------ DATA SHOWN ------
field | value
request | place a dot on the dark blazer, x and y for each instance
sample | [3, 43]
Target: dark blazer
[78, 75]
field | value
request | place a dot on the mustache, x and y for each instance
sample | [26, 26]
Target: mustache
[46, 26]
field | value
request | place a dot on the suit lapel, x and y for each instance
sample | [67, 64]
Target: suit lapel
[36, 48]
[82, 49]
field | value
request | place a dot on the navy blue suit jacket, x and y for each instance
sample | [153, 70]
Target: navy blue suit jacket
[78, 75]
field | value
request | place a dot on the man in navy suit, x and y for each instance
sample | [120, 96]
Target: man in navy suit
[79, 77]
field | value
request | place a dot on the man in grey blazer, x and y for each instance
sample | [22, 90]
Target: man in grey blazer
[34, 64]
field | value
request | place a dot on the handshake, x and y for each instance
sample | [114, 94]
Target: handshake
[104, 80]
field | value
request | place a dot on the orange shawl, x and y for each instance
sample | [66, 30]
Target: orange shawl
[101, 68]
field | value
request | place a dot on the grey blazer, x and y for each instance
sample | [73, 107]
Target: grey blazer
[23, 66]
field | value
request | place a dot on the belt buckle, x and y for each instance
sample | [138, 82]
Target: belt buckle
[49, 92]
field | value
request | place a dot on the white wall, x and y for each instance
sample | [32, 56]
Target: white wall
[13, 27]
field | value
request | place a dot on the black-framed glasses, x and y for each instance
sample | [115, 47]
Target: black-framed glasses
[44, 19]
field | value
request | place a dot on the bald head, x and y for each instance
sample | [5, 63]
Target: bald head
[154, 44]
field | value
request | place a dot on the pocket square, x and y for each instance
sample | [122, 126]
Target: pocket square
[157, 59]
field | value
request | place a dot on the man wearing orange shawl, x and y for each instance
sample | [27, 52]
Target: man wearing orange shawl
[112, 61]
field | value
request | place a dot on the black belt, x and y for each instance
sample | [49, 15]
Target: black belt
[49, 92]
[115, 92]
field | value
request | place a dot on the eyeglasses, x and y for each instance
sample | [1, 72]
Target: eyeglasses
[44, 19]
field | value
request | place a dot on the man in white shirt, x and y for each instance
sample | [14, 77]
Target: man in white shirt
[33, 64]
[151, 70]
------
### EXERCISE BRIEF
From the records above, extract each line exactly as shown.

### SOLUTION TO THIS TASK
field | value
request | place a dot on the dark blazer, x and y for each instance
sample | [3, 43]
Target: dark blazer
[78, 75]
field | value
request | place a dot on the mustache, x and y for each instance
sample | [26, 26]
Target: mustache
[46, 26]
field | value
request | place a dot on the suit lapel, x and y for each instance
sample | [67, 64]
Target: suit lapel
[36, 48]
[82, 49]
field | value
request | place a dot on the navy blue suit jacket, x and y for each instance
sample | [153, 70]
Target: navy blue suit jacket
[78, 75]
field | value
request | place a dot on the man in navy suit, x and y for each instance
sample | [120, 96]
Target: man in navy suit
[79, 77]
field | value
request | place a dot on the man in grey blazer, x and y for each instance
sample | [22, 90]
Target: man in grey blazer
[34, 64]
field | value
request | place a dot on the handshake, x and y for each instance
sample | [114, 94]
Target: handshake
[104, 80]
field | value
request | place a dot on the orange shawl, x and y for each instance
sample | [66, 30]
Target: orange shawl
[101, 68]
field | value
request | place a dot on the grey blazer, x and y for each instance
sample | [73, 107]
Target: grey blazer
[23, 66]
field | value
request | place a dot on the belt buckle, x and y for each instance
sample | [138, 82]
Target: belt buckle
[49, 92]
field | value
request | place a dot on the white wall, x and y for each instance
sample | [32, 56]
Target: white wall
[13, 27]
field | value
request | place a dot on the black-framed glasses, x and y for each instance
sample | [115, 47]
Target: black-framed glasses
[44, 19]
field | value
request | place a dot on the bald head, x and y for each instance
sample | [5, 63]
Target: bald head
[154, 44]
field | value
request | place a dot on the pocket square, x and y for each instance
sample | [122, 126]
Target: pocket square
[157, 59]
field | value
request | place a dot on the man wearing orange shawl, x and y for each instance
sample | [27, 52]
Target: man wearing orange shawl
[112, 61]
field | value
request | place a dot on the black belt, x and y for each instance
sample | [49, 15]
Target: black belt
[49, 92]
[115, 92]
field | value
request | place a dot on the eyeglasses, x and y for each instance
sample | [1, 72]
Target: eyeglasses
[44, 19]
field | value
request | place a dot on the man in white shirt, x and y for each instance
sample | [14, 77]
Target: man in white shirt
[33, 64]
[151, 70]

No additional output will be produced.